● **Exercise task**
Beginning at the line that contains "the metal water", reproduce every line to the end of the material without changing any of them.

● **Provided information**
^^^^
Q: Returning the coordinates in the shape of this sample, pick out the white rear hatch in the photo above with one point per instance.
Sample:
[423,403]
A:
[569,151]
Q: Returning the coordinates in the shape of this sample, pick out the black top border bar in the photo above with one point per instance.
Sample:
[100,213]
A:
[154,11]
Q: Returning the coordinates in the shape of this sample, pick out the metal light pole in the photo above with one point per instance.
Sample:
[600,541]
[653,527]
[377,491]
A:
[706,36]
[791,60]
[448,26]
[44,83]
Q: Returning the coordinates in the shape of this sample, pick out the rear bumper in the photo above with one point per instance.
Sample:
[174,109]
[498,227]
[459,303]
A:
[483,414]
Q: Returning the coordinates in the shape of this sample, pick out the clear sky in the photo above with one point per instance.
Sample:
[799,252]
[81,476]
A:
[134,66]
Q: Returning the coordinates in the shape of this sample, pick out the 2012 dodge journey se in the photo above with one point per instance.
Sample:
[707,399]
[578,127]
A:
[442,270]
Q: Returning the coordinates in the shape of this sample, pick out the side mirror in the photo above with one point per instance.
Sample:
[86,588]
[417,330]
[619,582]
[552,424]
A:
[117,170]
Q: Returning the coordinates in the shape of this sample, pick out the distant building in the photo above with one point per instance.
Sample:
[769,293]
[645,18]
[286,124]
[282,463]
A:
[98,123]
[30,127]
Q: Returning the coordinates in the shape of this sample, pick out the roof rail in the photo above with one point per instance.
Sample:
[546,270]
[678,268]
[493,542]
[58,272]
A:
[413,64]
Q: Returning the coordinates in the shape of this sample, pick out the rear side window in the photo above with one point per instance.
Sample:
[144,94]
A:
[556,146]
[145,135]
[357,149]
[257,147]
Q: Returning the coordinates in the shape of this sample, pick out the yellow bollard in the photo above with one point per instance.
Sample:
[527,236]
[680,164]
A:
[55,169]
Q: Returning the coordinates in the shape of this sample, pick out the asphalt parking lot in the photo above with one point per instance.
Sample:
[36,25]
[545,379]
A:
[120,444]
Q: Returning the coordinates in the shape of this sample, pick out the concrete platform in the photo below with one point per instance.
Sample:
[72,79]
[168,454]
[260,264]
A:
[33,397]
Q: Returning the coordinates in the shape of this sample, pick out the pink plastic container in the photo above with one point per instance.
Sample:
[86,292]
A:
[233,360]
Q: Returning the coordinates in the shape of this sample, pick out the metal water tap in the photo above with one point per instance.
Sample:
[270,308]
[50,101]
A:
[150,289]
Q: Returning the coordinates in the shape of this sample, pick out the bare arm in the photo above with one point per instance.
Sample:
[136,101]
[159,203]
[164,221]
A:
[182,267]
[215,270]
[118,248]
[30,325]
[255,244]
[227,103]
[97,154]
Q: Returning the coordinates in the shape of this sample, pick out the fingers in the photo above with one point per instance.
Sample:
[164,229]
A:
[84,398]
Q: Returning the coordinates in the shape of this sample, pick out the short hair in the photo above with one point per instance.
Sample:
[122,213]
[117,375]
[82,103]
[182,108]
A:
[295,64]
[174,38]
^^^^
● **Written reply**
Q: Returning the coordinates in the shape of this sample, pick out the metal water tap in the photo above with one point per instance.
Sample:
[270,308]
[50,101]
A:
[150,289]
Q: Returning the coordinates in the shape of this sample, pick out the bare arm in the photo above with one point per instance.
Sample:
[136,101]
[159,203]
[164,221]
A:
[182,267]
[215,270]
[118,248]
[30,325]
[255,244]
[227,103]
[97,154]
Q: Returning the coordinates in the shape of this sample, pick out the fingers in the photo above with one point per instance.
Sample:
[164,229]
A:
[84,398]
Q: Returning the coordinates in the shape of this sample, pick out the short hair in the photo above with one point per instance.
Sample:
[122,213]
[117,375]
[82,103]
[182,108]
A:
[295,64]
[174,38]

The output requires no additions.